Fortunately, she did not keep Pedialyte down. Why fortunately? Because after 10 hours in the ER we were transferred up to the floor where she immediately crashed. Oxygen saturation's plummeted from 100% to 89 % and oxygen was started. A nasal swab was done for RSV and came back positive. One of the nurses spilled the beans unknowingly. The chest x-ray showed atelectasis. It was not "normal" after all. I can't imagine what would have happened had we gone home.

RSV is a very common virus and is a leading cause of lower respiratory symptoms in the general population but can be deadly among the medically complex child and especially high risk preemies. There is absolutely nothing you can do but supportive care, i.e., oxygen and IV fluids.
This is the crazy maker. Moms always want that quick fix.

Thanks to a wonderful support system and good friends Mrs. M and Iris I was able to stay at bedside with The Baby until around 8PM tonight. The Genius came after work and is spending the rest of the night at the hospital while I tend to the older kids who are traumatized by The Baby's absence. I am adamant that every patient no matter how old or young should have an advocate at the bedside at all times, especially when that patient can't speak for themselves.

**MATERIAL PROVIDED**:
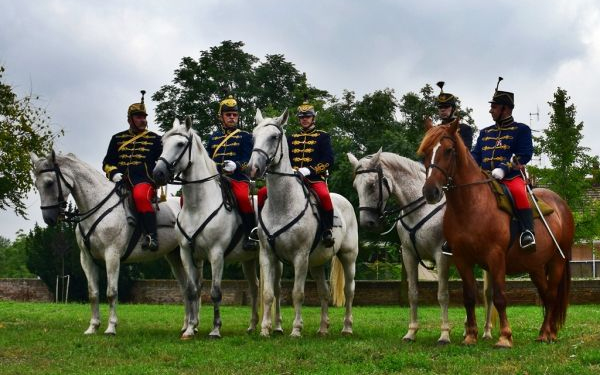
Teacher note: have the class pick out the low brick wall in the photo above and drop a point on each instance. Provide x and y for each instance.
(24, 290)
(367, 292)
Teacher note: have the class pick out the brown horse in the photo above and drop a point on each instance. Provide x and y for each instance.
(479, 233)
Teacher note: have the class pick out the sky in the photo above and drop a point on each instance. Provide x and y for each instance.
(88, 60)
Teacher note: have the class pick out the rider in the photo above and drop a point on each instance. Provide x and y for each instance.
(231, 148)
(494, 151)
(311, 155)
(446, 104)
(130, 159)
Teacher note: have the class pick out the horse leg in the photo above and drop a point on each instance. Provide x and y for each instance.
(411, 266)
(490, 313)
(469, 299)
(215, 294)
(497, 270)
(249, 268)
(300, 270)
(278, 269)
(91, 273)
(193, 283)
(443, 296)
(174, 259)
(548, 296)
(348, 260)
(113, 265)
(268, 275)
(318, 274)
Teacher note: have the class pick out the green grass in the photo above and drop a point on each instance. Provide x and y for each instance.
(38, 338)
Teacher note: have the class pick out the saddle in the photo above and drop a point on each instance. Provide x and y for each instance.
(505, 201)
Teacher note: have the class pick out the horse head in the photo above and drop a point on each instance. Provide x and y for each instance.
(177, 152)
(268, 148)
(53, 185)
(439, 151)
(373, 188)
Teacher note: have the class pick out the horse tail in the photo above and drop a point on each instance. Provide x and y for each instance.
(337, 280)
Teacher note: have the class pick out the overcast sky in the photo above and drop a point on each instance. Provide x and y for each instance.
(87, 60)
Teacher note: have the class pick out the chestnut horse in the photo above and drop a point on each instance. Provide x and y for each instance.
(479, 233)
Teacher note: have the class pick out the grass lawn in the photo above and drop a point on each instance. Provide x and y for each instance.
(38, 338)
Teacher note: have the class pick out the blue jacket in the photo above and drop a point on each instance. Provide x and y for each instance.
(134, 159)
(237, 148)
(311, 149)
(497, 144)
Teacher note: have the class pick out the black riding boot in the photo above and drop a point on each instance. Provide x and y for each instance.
(150, 240)
(446, 249)
(527, 239)
(250, 239)
(328, 240)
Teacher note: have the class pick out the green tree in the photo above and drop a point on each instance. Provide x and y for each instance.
(570, 161)
(24, 128)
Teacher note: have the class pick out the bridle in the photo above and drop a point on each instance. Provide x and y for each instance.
(381, 182)
(61, 202)
(279, 147)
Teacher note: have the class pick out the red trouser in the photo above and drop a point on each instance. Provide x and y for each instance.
(320, 187)
(241, 190)
(518, 191)
(142, 196)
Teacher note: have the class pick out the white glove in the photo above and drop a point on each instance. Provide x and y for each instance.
(117, 177)
(229, 166)
(305, 171)
(498, 173)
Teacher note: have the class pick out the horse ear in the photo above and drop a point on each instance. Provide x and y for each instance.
(176, 123)
(34, 157)
(375, 158)
(454, 126)
(428, 123)
(258, 118)
(353, 160)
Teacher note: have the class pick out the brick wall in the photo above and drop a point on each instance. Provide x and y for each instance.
(367, 292)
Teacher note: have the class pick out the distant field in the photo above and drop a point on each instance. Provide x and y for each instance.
(37, 338)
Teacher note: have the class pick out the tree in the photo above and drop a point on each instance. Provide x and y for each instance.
(570, 161)
(23, 128)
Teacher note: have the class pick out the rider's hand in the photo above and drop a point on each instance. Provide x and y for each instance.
(117, 177)
(498, 173)
(305, 171)
(229, 166)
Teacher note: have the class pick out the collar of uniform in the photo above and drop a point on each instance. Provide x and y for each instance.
(308, 130)
(507, 121)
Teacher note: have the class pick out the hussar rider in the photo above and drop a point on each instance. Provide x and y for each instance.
(502, 149)
(130, 159)
(311, 155)
(230, 148)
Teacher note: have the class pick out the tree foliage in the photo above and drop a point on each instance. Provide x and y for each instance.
(24, 128)
(570, 162)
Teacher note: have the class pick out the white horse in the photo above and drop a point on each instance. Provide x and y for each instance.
(419, 225)
(102, 233)
(209, 229)
(288, 229)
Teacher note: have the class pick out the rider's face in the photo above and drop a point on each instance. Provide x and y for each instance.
(138, 122)
(229, 119)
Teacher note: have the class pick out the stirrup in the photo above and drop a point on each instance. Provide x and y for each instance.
(253, 236)
(446, 249)
(527, 244)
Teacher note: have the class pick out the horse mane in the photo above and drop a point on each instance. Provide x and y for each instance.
(182, 129)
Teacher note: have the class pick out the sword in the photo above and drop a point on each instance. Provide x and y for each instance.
(521, 168)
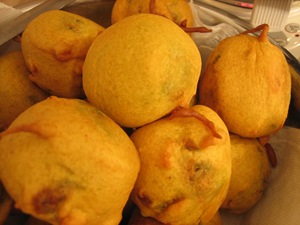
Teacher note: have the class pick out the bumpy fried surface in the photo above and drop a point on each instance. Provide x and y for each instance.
(65, 162)
(185, 167)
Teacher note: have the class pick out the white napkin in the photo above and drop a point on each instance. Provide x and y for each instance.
(280, 204)
(8, 13)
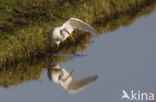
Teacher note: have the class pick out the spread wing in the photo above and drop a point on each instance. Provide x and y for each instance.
(78, 85)
(73, 23)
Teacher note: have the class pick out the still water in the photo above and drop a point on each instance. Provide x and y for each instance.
(124, 59)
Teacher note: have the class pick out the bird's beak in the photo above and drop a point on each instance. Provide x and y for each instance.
(70, 74)
(72, 37)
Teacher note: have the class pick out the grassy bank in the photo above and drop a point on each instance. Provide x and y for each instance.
(31, 69)
(24, 24)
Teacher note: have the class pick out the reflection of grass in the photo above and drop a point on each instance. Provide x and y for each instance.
(31, 70)
(23, 28)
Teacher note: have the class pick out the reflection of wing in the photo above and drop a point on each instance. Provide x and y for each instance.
(73, 23)
(75, 86)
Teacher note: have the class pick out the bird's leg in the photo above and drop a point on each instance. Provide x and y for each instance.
(70, 74)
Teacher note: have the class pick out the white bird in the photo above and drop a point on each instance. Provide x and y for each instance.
(59, 34)
(125, 95)
(61, 76)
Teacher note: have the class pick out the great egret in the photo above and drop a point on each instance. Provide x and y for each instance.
(59, 34)
(62, 77)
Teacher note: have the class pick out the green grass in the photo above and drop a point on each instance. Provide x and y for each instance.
(25, 24)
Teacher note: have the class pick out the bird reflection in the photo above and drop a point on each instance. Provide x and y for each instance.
(61, 76)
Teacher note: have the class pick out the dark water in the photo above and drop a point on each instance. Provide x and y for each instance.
(123, 60)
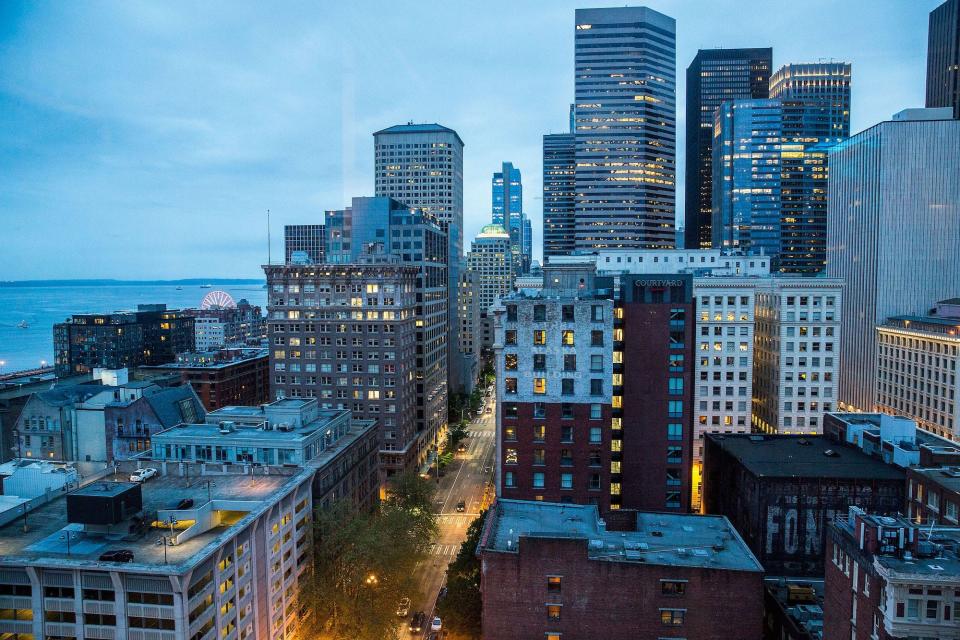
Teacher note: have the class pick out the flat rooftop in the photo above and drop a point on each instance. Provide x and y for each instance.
(44, 542)
(799, 456)
(660, 538)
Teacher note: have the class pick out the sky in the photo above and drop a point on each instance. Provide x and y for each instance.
(148, 139)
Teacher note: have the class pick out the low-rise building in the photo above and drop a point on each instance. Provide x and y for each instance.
(225, 377)
(169, 559)
(888, 578)
(782, 491)
(916, 375)
(556, 571)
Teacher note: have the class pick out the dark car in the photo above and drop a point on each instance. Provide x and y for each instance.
(117, 555)
(417, 622)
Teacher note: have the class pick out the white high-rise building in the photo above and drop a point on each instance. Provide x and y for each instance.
(491, 265)
(893, 232)
(625, 137)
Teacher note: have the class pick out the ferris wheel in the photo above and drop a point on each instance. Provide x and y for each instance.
(218, 300)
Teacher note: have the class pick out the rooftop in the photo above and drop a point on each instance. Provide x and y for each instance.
(799, 456)
(236, 499)
(660, 538)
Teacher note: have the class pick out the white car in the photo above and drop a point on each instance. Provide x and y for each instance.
(142, 475)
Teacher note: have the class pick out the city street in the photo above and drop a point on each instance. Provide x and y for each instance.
(466, 478)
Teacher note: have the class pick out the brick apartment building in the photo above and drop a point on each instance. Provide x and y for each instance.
(888, 578)
(782, 491)
(553, 363)
(558, 572)
(223, 377)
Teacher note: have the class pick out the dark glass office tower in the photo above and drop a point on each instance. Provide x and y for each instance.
(625, 85)
(815, 98)
(714, 76)
(558, 194)
(943, 57)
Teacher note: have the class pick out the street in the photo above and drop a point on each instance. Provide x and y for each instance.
(466, 478)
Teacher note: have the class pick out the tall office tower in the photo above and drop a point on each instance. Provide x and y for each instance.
(625, 89)
(558, 194)
(421, 165)
(303, 243)
(893, 228)
(507, 188)
(943, 57)
(746, 176)
(714, 75)
(816, 116)
(652, 424)
(490, 263)
(346, 335)
(383, 229)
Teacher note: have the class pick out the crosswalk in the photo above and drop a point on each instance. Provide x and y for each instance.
(445, 550)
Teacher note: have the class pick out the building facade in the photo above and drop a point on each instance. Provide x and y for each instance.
(943, 57)
(554, 571)
(713, 77)
(490, 265)
(625, 86)
(235, 571)
(887, 578)
(347, 336)
(150, 335)
(815, 99)
(781, 492)
(746, 176)
(893, 229)
(916, 369)
(224, 377)
(559, 168)
(303, 243)
(553, 365)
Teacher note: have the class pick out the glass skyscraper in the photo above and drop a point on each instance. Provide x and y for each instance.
(746, 176)
(943, 57)
(507, 189)
(625, 86)
(558, 194)
(713, 76)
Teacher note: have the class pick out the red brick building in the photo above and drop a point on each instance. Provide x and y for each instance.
(653, 404)
(554, 571)
(228, 377)
(886, 578)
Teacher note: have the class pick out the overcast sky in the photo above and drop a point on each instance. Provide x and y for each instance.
(147, 139)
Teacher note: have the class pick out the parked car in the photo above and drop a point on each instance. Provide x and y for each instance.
(117, 555)
(142, 475)
(416, 622)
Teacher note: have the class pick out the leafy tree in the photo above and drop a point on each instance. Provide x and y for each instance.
(364, 563)
(461, 607)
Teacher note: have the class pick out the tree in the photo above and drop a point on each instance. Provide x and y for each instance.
(461, 607)
(364, 562)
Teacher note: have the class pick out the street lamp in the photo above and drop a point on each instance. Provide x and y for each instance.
(68, 536)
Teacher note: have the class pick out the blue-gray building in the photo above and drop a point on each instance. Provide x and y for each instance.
(746, 176)
(507, 191)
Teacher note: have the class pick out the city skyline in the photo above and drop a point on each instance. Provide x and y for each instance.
(128, 115)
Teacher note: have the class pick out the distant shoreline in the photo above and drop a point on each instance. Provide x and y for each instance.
(108, 281)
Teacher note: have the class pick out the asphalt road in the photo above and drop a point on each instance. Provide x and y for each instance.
(466, 478)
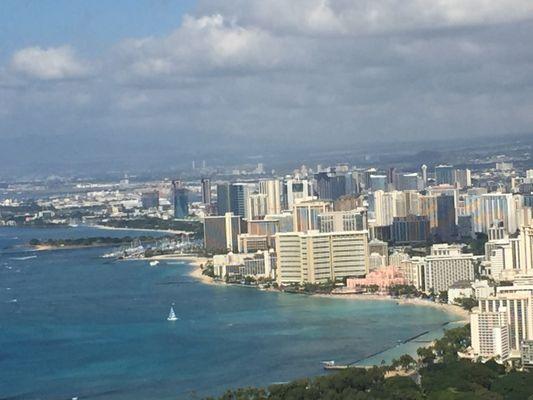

**EXERCISE INSTRUCTIONS**:
(1) Based on the RSV account, do these statements agree with it? For each, answer yes or no and quote the words that decide it.
(a) The nasal swab for RSV came back negative.
(b) The chest x-ray turned out to be normal.
(c) The Genius is spending the rest of the night at the hospital.
(2) Shorten the paragraph of the RSV account that opens "RSV is a very common virus", keeping its main facts.
(3) Carry the RSV account on from its last sentence.

**ACTIVITY ANSWERS**:
(1)
(a) No: "A nasal swab was done for RSV and came back positive."
(b) No: "The chest x-ray showed atelectasis. It was not "normal" after all."
(c) Yes: "The Genius came after work and is spending the rest of the night at the hospital"

(2) RSV, a very common virus, is a leading cause of lower respiratory symptoms but can be deadly for medically complex children and especially high-risk preemies. The only treatment is supportive care, such as oxygen and IV fluids.

(3)
The Genius and The Artist have always been available to camp out at the hospital with their adopted siblings, foster siblings and grandmother during times of illness and hospitalizations.

I worry least about The Boy who is and always has been quite outspoken. On the few times I had to leave him he has not hesitated to call me and tattle on nurses. I'll never forget one nurse begging him to take some pain medication after one of his many surgeries. There he lay in his hospital bed, legs crossed, arms under his head obviously annoyed that his tv program was being interrupted by this well meaning Florence Nightingale. "NO THANK YOU! Just bring me coffee and bacon." He was 3 years old.

The hospital staff keeps reassuring me. Day #5 and day #6 are the absolute worse with RSV. "It will get better." Tonight when I left her temp was 103.2

Tomorrow is Day #7.
sigh.

Please keep The Baby in your prayers.

There is a bright note. The new hospital is a thing of absolute beauty compared to the crowded conditions of the old hospital. Private rooms. Two beds for parents. Tv for the patient and an individual tv for the parent. Refrigerator. Room service. Valet parking. And beautiful views from giant picture windows. Brasilia summed it up nicely for me.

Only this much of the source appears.